--- Start ---

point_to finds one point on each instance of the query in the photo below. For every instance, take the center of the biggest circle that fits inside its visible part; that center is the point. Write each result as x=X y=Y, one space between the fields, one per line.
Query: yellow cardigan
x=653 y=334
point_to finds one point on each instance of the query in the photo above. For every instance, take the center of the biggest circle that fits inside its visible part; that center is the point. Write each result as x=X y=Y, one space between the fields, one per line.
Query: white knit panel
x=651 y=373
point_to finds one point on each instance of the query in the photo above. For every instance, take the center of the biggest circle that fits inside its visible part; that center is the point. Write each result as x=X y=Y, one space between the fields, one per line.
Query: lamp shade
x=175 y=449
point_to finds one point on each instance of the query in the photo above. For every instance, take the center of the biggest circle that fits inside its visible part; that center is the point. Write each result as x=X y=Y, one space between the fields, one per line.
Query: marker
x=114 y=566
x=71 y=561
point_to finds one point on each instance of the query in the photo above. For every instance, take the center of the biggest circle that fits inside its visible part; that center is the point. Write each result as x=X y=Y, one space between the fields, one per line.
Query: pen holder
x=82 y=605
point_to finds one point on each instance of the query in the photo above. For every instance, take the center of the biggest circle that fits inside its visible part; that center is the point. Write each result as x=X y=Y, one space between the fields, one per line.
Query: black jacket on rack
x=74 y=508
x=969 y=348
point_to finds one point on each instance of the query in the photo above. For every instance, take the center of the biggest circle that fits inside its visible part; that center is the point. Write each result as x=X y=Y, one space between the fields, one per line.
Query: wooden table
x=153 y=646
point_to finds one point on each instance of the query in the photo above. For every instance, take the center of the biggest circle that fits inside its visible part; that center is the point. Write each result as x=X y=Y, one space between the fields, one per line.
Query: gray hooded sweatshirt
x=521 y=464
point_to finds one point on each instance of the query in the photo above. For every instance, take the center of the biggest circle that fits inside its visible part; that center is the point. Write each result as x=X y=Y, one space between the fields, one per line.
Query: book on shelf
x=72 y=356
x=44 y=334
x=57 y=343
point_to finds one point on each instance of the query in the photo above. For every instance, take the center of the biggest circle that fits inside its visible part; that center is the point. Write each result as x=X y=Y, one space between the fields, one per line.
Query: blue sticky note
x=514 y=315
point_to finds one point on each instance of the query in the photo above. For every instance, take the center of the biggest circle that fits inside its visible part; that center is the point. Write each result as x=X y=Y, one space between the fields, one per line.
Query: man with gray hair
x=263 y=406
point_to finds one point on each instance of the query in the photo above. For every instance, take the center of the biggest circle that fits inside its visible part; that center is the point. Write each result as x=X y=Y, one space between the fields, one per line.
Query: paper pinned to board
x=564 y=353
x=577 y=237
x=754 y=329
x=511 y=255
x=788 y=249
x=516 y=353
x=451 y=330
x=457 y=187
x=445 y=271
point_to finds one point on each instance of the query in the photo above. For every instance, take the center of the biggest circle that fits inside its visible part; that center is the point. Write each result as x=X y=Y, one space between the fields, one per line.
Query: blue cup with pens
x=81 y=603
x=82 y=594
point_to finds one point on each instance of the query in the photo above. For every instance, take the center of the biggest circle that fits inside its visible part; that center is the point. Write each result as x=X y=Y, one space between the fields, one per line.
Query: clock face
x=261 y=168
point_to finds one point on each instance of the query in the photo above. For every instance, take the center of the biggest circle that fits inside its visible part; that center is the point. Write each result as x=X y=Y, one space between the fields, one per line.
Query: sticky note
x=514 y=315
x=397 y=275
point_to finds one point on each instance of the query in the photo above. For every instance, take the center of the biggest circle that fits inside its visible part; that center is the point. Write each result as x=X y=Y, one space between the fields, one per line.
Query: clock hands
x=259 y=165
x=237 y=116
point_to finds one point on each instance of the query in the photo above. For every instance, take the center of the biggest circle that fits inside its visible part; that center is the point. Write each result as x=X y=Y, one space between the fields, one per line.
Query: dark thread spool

--- End ---

WHAT IS NEEDED - Take the listing above and write it out again exactly.

EXPECTED ANSWER -
point_to finds one point on each instance of the query in the photo below. For every instance, take the center of the biggest circle that fits inside its visible part; that center is the point. Write each result as x=X y=Y, one space between the fields, one per line.
Query: yellow cardigan
x=653 y=334
point_to finds one point on each instance of the query in the photo above. For every instance, take the center of the biggest circle that fits inside its visible part; that center is the point. Write each result as x=X y=Y, one space between the fields, one per line.
Query: white knit panel
x=651 y=373
point_to finds one point on each instance of the query in the photo above. For every instance, take the center of the biggest circle that fits inside its visible part; that center is the point. Write each result as x=X y=Y, one space between the fields, one per line.
Query: lamp shade
x=175 y=449
point_to finds one point on each instance of the query in the photo above. For every instance, take the center of the biggest circle that fits inside its visible part; that center is the point. Write each result as x=X y=Y, one space between the fields, one per line.
Query: marker
x=114 y=566
x=71 y=561
point_to finds one point on each instance of the query in the photo above. For every instance, take the center of the biggest circle that fits inside its visible part; that center is the point. Write each result as x=X y=Y, one space between the fields, one per line.
Query: pen holder
x=82 y=605
point_to finds one point on each instance of the query in the photo above. For every instance, take the center of the biggest circle that fits inside its visible part; that center is the point. Write each result as x=X y=Y, one space between the fields, one per line.
Query: black jacket on rack
x=74 y=508
x=969 y=348
point_to finds one point on each instance of the query in the photo above. For every instance, take the center of the biggest circle that fits inside its visible part; that center is the point. Write each result as x=X y=Y, one space between the fields, one per line.
Query: wooden table
x=153 y=646
point_to finds one point on each instance of the query in the photo above. For every instance, take the center of the biggest circle that fits inside its visible part; that center is the point. Write each result as x=X y=Y, one space between the fields, one per line.
Query: gray hooded sweatshirt
x=521 y=464
point_to finds one point on each instance of the query in the photo above. For every instance, take the center of the biggest circle that fits inside its visible part; that center is the point. Write each result as x=X y=Y, one space between the fields, one per line.
Query: book on shelf
x=72 y=356
x=44 y=334
x=57 y=343
point_to finds one point on each instance of the query in the photo above. For every instance, take the center of the biggest circle that fits inside its visible part; that center is the point. Write each result as x=X y=Y, one space between the fields, one per line.
Query: blue sticky note
x=514 y=315
point_to finds one point on each instance of the query in the photo above. For every instance, take the center of the biggest circle that fits inside its visible part; that center is the point. Write each result as x=X y=Y, one space between the fields, one per line.
Query: man with gray hair
x=263 y=406
point_to finds one point on each instance of the query in the photo above. For every instance, take the center of the biggest circle that fits inside its visible part; that center is the point. Write each result as x=X y=Y, one space between the fields, one per line.
Query: paper pinned to board
x=564 y=353
x=577 y=237
x=754 y=329
x=511 y=255
x=788 y=249
x=516 y=353
x=451 y=330
x=457 y=187
x=445 y=271
point_to finds one point on each instance of the query in the photo above. For every instance, take the center of the biggest circle that fits inside its visible part; that center is the point. Write each result as x=X y=Y, one space between the fields, one per line.
Query: blue cup with pens
x=81 y=603
x=82 y=594
point_to finds one point on each instance of the query in the photo above. For every instance, take the center of the biggest circle that fits inside its visible part; that center is the point. Write each result as x=X y=Y, one space between the fields, one per line.
Query: clock face
x=261 y=168
point_to finds one point on each instance of the query in the photo above. For every instance, take the center of the biggest circle that fits inside its visible part; that center is the point. Write each result as x=X y=Y, one space between the fields, one per line.
Query: sticky note
x=514 y=315
x=397 y=275
point_to finds one point on each instance of the query in the photo above. For every instance, take the center of the biggest circle that fits inside its visible part; that center is the point. Write each result as x=X y=Y, one space between the fields, one per line.
Query: clock hands
x=259 y=165
x=237 y=116
point_to finds one point on each instance of the query in the photo above. For every instance, take the center of the biggest circle that fits inside its visible part; that center is the point. Write each result as x=X y=Y, one space between the fields, one per line.
Query: dark thread spool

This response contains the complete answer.